**** DATA TO PROCESS
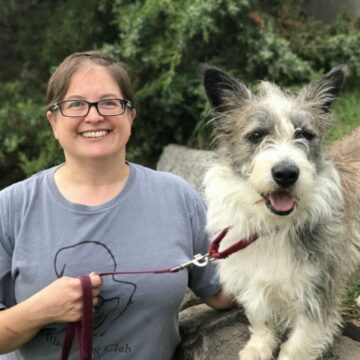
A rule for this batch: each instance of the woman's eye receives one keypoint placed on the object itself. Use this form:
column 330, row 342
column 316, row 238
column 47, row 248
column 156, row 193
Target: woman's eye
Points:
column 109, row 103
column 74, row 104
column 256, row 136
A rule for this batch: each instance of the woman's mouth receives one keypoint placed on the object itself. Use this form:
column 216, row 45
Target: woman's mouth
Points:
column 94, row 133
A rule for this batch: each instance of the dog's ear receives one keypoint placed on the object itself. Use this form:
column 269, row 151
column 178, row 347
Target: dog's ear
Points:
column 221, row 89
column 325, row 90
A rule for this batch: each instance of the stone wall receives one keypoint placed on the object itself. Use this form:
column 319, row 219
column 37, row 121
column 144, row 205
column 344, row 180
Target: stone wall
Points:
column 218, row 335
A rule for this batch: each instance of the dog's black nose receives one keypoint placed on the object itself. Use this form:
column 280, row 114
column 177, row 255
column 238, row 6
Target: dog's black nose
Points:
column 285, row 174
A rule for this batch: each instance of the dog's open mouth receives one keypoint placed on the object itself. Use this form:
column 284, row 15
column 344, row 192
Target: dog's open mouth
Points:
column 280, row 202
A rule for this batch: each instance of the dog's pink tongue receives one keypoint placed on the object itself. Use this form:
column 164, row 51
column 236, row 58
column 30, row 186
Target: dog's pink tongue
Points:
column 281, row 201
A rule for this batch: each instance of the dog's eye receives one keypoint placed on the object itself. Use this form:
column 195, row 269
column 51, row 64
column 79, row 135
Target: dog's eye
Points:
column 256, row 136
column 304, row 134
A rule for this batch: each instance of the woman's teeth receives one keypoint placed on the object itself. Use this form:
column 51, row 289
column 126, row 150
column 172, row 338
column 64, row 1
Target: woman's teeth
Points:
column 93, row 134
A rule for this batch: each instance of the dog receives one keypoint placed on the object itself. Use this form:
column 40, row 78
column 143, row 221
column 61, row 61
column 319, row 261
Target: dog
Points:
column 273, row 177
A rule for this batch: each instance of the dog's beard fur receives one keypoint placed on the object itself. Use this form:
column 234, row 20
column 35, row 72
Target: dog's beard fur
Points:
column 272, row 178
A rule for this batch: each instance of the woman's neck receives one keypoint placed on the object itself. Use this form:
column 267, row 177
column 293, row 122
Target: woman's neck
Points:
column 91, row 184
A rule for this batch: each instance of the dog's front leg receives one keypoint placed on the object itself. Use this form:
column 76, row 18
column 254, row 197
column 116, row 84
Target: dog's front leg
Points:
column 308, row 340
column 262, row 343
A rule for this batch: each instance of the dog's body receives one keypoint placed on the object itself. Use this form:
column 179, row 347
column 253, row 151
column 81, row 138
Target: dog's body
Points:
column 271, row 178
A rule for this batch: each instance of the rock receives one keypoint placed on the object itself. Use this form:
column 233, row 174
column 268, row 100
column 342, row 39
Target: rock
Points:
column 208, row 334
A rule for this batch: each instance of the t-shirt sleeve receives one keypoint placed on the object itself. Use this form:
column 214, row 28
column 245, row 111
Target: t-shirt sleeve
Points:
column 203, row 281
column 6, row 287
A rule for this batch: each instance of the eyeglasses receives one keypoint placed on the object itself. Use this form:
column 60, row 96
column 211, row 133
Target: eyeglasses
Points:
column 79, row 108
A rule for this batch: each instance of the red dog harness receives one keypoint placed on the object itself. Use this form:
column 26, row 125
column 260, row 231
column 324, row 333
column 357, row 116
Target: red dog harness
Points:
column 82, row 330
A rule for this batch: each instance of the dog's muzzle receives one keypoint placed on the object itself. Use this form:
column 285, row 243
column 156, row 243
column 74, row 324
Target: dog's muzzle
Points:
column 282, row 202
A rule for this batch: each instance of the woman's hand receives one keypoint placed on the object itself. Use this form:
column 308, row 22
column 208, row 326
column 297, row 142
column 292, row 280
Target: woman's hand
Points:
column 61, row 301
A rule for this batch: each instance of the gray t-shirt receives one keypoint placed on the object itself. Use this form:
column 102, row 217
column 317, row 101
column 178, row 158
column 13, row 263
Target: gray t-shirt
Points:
********
PROBLEM STATEMENT: A word-for-word copy of the lines above from the one with "column 234, row 20" through the one with "A rule for this batch: each instance of the rock", inclusive, is the only output wanted.

ANSWER BOX:
column 234, row 20
column 35, row 72
Target: dog's beard fur
Points:
column 272, row 178
A rule for this batch: each instance of the woman's neck receives one keypoint placed on the object itself. Use this form:
column 267, row 177
column 293, row 122
Target: woman's neck
Points:
column 91, row 184
A rule for this batch: each instance of the dog's front leg receives one keypoint placed on the object itself. Use this form:
column 76, row 18
column 254, row 197
column 116, row 84
Target: dog's front leg
Points:
column 308, row 340
column 262, row 343
A rule for this batch: each instance of the dog's body receives one keypoint placed on the object itself. Use this form:
column 179, row 347
column 253, row 151
column 81, row 138
Target: dog's body
Points:
column 271, row 178
A rule for this batch: each instance of the rock receives one keypoint placed on the object itself. Use this form:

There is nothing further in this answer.